* START *
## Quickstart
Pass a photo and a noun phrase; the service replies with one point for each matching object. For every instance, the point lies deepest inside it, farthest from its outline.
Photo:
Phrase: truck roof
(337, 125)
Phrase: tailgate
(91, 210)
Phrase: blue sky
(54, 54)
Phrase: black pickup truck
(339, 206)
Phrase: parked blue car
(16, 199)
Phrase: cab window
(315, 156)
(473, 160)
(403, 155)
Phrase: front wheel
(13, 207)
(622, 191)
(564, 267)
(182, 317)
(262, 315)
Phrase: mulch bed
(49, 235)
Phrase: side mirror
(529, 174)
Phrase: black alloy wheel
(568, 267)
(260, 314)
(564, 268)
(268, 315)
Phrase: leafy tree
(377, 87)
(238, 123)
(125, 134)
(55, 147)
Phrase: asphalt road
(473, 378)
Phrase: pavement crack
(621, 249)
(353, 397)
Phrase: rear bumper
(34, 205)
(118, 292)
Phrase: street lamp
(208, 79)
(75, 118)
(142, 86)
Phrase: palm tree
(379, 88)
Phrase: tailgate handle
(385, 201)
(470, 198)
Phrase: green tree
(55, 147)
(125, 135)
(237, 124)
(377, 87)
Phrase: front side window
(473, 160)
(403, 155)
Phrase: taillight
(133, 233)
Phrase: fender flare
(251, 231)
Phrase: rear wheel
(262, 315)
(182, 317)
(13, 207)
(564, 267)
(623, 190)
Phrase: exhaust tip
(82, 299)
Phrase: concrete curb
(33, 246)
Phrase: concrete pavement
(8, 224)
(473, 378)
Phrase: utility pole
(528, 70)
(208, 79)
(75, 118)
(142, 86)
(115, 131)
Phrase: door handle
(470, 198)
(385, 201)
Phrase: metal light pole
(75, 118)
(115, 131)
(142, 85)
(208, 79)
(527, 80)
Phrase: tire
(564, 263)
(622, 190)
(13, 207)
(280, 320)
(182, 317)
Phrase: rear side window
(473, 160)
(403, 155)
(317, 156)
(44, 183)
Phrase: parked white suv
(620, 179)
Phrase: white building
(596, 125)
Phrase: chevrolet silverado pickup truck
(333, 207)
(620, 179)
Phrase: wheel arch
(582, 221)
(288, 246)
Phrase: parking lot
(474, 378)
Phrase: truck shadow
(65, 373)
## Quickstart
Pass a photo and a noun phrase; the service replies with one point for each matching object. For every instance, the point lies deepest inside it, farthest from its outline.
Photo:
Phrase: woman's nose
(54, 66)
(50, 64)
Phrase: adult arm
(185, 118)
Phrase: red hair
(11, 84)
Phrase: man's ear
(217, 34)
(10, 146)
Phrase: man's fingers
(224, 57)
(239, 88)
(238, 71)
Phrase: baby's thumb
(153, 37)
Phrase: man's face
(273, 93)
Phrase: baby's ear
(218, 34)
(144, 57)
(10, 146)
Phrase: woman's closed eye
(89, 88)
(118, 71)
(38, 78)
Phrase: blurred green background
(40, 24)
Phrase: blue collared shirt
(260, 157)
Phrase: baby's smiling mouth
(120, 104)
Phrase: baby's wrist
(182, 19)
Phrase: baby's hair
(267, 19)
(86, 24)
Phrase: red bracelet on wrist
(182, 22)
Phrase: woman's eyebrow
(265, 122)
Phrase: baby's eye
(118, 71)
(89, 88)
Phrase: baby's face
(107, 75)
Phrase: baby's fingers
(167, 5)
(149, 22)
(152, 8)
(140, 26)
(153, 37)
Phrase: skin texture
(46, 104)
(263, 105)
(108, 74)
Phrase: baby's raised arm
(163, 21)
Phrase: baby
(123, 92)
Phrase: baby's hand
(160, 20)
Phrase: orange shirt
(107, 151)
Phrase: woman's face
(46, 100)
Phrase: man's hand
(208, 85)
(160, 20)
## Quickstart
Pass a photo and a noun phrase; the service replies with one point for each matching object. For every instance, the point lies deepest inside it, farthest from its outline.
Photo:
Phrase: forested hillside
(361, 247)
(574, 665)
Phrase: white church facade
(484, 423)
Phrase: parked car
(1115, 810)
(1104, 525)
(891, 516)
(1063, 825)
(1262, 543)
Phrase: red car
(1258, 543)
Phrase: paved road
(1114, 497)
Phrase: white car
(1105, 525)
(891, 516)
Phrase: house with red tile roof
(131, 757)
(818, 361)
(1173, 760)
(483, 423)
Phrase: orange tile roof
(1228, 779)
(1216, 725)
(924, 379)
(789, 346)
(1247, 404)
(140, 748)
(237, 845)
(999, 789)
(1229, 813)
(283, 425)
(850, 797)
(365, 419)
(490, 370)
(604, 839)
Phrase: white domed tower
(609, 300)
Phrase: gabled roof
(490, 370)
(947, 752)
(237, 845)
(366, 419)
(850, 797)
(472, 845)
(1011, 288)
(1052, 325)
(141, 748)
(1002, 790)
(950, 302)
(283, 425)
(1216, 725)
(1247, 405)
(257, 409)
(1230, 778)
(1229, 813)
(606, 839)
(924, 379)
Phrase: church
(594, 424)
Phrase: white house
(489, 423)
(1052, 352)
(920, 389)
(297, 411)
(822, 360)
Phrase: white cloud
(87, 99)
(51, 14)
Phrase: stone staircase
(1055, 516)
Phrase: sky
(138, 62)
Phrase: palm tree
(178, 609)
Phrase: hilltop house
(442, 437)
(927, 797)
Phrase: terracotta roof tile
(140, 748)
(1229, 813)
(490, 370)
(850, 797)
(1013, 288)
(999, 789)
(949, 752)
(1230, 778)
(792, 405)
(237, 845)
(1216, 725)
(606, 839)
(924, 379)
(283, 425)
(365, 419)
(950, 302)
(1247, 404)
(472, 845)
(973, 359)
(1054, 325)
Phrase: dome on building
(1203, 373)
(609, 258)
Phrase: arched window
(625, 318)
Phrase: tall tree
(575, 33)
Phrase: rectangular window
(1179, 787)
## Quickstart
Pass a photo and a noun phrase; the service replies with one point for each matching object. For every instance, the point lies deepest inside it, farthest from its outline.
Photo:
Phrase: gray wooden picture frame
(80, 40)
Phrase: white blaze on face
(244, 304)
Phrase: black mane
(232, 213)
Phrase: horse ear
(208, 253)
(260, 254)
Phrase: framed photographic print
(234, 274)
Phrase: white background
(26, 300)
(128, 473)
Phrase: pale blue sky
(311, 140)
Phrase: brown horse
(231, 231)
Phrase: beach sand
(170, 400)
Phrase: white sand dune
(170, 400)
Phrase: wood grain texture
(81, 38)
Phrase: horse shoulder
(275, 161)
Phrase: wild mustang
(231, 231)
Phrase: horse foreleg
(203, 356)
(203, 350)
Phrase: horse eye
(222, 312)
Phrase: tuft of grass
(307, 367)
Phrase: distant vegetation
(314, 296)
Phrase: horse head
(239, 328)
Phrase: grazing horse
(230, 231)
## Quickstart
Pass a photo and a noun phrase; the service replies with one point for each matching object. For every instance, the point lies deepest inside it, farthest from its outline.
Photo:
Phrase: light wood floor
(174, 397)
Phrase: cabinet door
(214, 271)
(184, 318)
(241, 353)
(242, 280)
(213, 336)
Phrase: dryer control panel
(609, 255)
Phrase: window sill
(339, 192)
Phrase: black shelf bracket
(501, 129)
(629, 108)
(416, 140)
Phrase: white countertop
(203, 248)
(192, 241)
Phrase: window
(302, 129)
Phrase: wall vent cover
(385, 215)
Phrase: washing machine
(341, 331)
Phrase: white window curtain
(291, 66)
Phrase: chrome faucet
* END *
◆ What is being asked: Edit the records above so that each "Quickstart" reads "Getting Started" instead, keeping every other line and character unchanged.

◆ Answer:
## Getting Started
Pass a photo and a noun phrase; the service replies with one point for each matching object. For every instance, the point lies deepest inside it, farthest from its outline.
Photo:
Phrase: truck roof
(337, 125)
Phrase: tailgate
(91, 210)
Phrase: blue sky
(54, 54)
Phrase: black pickup truck
(339, 206)
Phrase: parked blue car
(16, 199)
Phrase: cab window
(315, 156)
(473, 160)
(403, 155)
Phrase: front wheel
(13, 207)
(622, 191)
(564, 267)
(182, 317)
(262, 315)
Phrase: mulch bed
(49, 235)
Phrase: side mirror
(529, 174)
Phrase: black alloy wheel
(568, 267)
(260, 314)
(564, 268)
(268, 315)
Phrase: leafy tree
(377, 87)
(238, 123)
(125, 134)
(55, 147)
Phrase: asphalt road
(473, 378)
Phrase: pavement crack
(621, 249)
(353, 397)
Phrase: rear bumper
(34, 205)
(118, 292)
Phrase: street lamp
(208, 79)
(75, 118)
(142, 86)
Phrase: palm tree
(379, 88)
Phrase: tailgate handle
(385, 201)
(470, 198)
Phrase: green tree
(55, 147)
(125, 135)
(237, 124)
(377, 87)
Phrase: front side window
(473, 160)
(403, 155)
Phrase: taillight
(133, 233)
Phrase: fender flare
(251, 231)
Phrase: rear wheel
(262, 315)
(182, 317)
(13, 207)
(564, 267)
(623, 190)
Phrase: exhaust tip
(82, 299)
Phrase: concrete curb
(33, 246)
Phrase: concrete pavement
(8, 224)
(473, 378)
Phrase: utility pole
(528, 70)
(208, 79)
(75, 118)
(142, 86)
(115, 131)
Phrase: door handle
(470, 198)
(385, 201)
Phrase: metal light pole
(75, 118)
(115, 131)
(142, 85)
(208, 79)
(527, 80)
Phrase: tire
(564, 263)
(622, 190)
(13, 207)
(280, 320)
(182, 317)
Phrase: rear side window
(473, 160)
(403, 155)
(317, 156)
(44, 183)
Phrase: parked white suv
(620, 179)
Phrase: white building
(596, 125)
Phrase: chevrolet silverado pickup truck
(333, 207)
(620, 179)
Phrase: wheel arch
(582, 221)
(288, 246)
Phrase: parking lot
(474, 378)
Phrase: truck shadow
(65, 373)
## Getting Started
Pass a photo and a noun phrase; the service replies with one point for each matching object. For every instance, the point lies deepest inside it, farthest from its outline.
Photo:
Phrase: woman's nose
(54, 66)
(50, 64)
Phrase: adult arm
(185, 118)
Phrase: red hair
(11, 84)
Phrase: man's ear
(217, 34)
(10, 146)
Phrase: man's fingers
(224, 57)
(239, 88)
(238, 71)
Phrase: baby's thumb
(153, 37)
Phrase: man's face
(273, 93)
Phrase: baby's ear
(218, 34)
(144, 57)
(10, 146)
Phrase: woman's closed eye
(89, 88)
(118, 71)
(38, 78)
Phrase: blurred green background
(40, 24)
Phrase: blue collared shirt
(260, 157)
Phrase: baby's smiling mouth
(120, 104)
Phrase: baby's wrist
(182, 19)
Phrase: baby's hair
(267, 19)
(86, 24)
Phrase: red bracelet on wrist
(182, 22)
Phrase: woman's eyebrow
(265, 122)
Phrase: baby's eye
(118, 71)
(89, 88)
Phrase: baby's face
(107, 75)
Phrase: baby's fingers
(167, 5)
(149, 22)
(152, 8)
(140, 26)
(153, 37)
Phrase: skin texture
(46, 104)
(263, 105)
(108, 74)
Phrase: baby's raised arm
(163, 21)
Phrase: baby
(123, 92)
Phrase: baby's hand
(160, 20)
Phrase: orange shirt
(107, 151)
Phrase: woman's face
(46, 100)
Phrase: man's hand
(208, 85)
(160, 20)
## Getting Started
Pass a photo and a noun phrase; the service replies with one point for each matching object. For every instance, the point lies deepest inside it, farthest from its outline.
Photo:
Phrase: forested hillside
(361, 247)
(574, 665)
Phrase: white church facade
(484, 423)
Phrase: parked car
(1115, 810)
(1104, 525)
(891, 516)
(1063, 825)
(1262, 543)
Phrase: red car
(1258, 543)
Phrase: paved road
(1114, 497)
Phrase: white car
(1105, 525)
(891, 516)
Phrase: house with red tile roof
(131, 757)
(818, 361)
(1173, 760)
(483, 423)
Phrase: orange tile roof
(1228, 779)
(1216, 725)
(924, 379)
(789, 346)
(1247, 404)
(140, 748)
(237, 845)
(999, 789)
(1229, 813)
(283, 425)
(850, 797)
(365, 419)
(490, 370)
(604, 839)
Phrase: white domed tower
(609, 300)
Phrase: gabled roof
(490, 370)
(947, 752)
(237, 845)
(366, 419)
(850, 797)
(472, 845)
(1011, 288)
(1052, 325)
(141, 748)
(1002, 790)
(950, 302)
(283, 425)
(1216, 725)
(1247, 405)
(257, 409)
(1230, 778)
(1229, 813)
(606, 839)
(924, 379)
Phrase: church
(594, 424)
Phrase: white house
(489, 423)
(1052, 352)
(920, 389)
(297, 411)
(822, 360)
Phrase: white cloud
(87, 99)
(51, 14)
Phrase: stone staircase
(1055, 516)
Phrase: sky
(138, 62)
Phrase: palm tree
(178, 609)
Phrase: hilltop house
(442, 437)
(927, 797)
Phrase: terracotta roof tile
(140, 748)
(1229, 813)
(490, 370)
(850, 797)
(1013, 288)
(999, 789)
(949, 752)
(1230, 778)
(792, 405)
(237, 845)
(1216, 725)
(606, 839)
(924, 379)
(283, 425)
(365, 419)
(950, 302)
(1247, 404)
(472, 845)
(973, 359)
(1054, 325)
Phrase: dome on building
(1203, 373)
(609, 258)
Phrase: arched window
(625, 318)
Phrase: tall tree
(575, 33)
Phrase: rectangular window
(1179, 787)
## Getting Started
Pass a photo and a noun phrase; the service replies with one point for each matching object. For every instance, the point lies deepest inside it, farthest from its outline.
Photo:
Phrase: gray wooden picture frame
(80, 40)
Phrase: white blaze on face
(244, 304)
Phrase: black mane
(232, 213)
Phrase: horse ear
(208, 253)
(260, 254)
Phrase: framed photographic print
(234, 274)
Phrase: white background
(26, 300)
(128, 473)
Phrase: pale blue sky
(311, 140)
Phrase: brown horse
(231, 231)
Phrase: beach sand
(170, 400)
Phrase: white sand dune
(170, 400)
Phrase: wood grain texture
(81, 38)
Phrase: horse shoulder
(275, 161)
Phrase: wild mustang
(231, 231)
Phrase: horse foreleg
(203, 356)
(203, 350)
Phrase: horse eye
(222, 312)
Phrase: tuft of grass
(307, 367)
Phrase: distant vegetation
(314, 296)
Phrase: horse head
(239, 328)
Phrase: grazing horse
(230, 231)
## Getting Started
Pass a photo and a noun phrase; the service replies with one point for each matching object. For every instance, the point lies deepest inside it, farthest from its outline.
Photo:
Phrase: light wood floor
(174, 397)
Phrase: cabinet door
(214, 271)
(184, 318)
(241, 353)
(242, 280)
(213, 336)
Phrase: dryer control panel
(609, 255)
Phrase: window sill
(339, 192)
Phrase: black shelf bracket
(501, 129)
(629, 108)
(416, 140)
Phrase: white countertop
(203, 248)
(192, 241)
Phrase: window
(302, 129)
Phrase: wall vent cover
(385, 215)
Phrase: washing machine
(341, 331)
Phrase: white window curtain
(291, 66)
Phrase: chrome faucet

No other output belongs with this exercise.